• Dataset items:
>> start

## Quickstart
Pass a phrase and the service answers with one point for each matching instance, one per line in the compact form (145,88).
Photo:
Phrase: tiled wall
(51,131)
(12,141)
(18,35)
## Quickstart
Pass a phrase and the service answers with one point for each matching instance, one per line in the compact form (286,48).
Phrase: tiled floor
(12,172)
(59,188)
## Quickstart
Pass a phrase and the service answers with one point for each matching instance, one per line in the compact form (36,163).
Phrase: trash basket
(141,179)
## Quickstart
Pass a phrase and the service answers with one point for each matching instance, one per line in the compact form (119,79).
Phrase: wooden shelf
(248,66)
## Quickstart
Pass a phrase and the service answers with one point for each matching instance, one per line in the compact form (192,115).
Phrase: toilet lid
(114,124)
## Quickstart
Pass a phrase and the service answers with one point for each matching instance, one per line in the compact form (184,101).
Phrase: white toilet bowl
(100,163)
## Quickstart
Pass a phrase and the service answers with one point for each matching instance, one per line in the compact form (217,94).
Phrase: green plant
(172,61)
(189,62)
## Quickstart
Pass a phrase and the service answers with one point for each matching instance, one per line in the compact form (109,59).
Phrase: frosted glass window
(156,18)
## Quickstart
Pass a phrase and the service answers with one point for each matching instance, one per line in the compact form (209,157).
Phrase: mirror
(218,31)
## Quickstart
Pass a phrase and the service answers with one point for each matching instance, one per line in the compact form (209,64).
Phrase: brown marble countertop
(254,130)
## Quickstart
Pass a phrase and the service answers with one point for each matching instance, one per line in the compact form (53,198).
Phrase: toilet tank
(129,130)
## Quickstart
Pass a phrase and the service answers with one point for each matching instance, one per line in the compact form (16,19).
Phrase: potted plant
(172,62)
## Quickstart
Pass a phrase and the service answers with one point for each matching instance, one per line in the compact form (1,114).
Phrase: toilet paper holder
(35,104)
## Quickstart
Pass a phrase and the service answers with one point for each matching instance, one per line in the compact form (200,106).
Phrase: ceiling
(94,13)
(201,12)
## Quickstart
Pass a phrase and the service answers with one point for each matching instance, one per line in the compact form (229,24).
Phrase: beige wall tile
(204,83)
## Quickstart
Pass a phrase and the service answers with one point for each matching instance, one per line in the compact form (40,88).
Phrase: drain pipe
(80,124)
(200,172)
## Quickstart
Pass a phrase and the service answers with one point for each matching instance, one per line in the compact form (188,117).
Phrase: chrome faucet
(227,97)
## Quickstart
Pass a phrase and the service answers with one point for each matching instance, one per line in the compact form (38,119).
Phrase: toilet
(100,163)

>> end
>> start

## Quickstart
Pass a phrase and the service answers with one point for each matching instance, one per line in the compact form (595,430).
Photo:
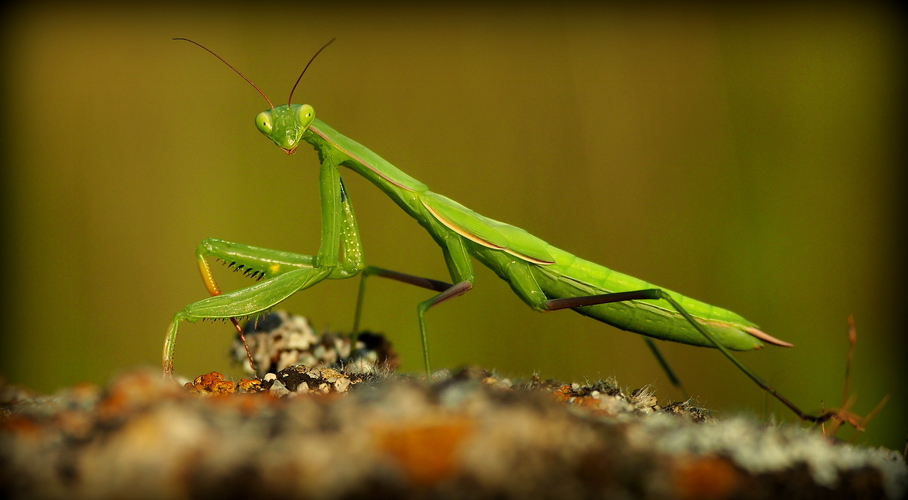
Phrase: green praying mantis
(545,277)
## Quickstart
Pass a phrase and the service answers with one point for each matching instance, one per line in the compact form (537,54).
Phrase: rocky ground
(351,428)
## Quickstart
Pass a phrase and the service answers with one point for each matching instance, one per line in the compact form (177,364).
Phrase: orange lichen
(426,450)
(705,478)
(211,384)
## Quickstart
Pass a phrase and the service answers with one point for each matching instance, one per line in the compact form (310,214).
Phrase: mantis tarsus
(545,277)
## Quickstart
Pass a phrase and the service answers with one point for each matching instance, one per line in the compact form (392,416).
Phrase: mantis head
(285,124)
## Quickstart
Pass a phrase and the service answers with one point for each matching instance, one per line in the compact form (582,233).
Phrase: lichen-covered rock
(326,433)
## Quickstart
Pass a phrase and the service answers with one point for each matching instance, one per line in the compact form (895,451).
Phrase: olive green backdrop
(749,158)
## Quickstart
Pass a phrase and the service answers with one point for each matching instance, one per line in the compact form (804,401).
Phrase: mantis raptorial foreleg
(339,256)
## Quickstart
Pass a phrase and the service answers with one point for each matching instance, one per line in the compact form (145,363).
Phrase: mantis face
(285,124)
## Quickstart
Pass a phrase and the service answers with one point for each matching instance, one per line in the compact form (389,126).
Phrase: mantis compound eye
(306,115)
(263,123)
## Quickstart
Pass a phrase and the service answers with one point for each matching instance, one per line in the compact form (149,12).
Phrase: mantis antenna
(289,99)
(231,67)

>> end

Which lines of the dataset items above contain the word "lichen"? Collect and copy each of those lines, counting a match only when the case is the same.

• Reply to the task:
Phrase: orange lichen
Phrase: lichen-covered rock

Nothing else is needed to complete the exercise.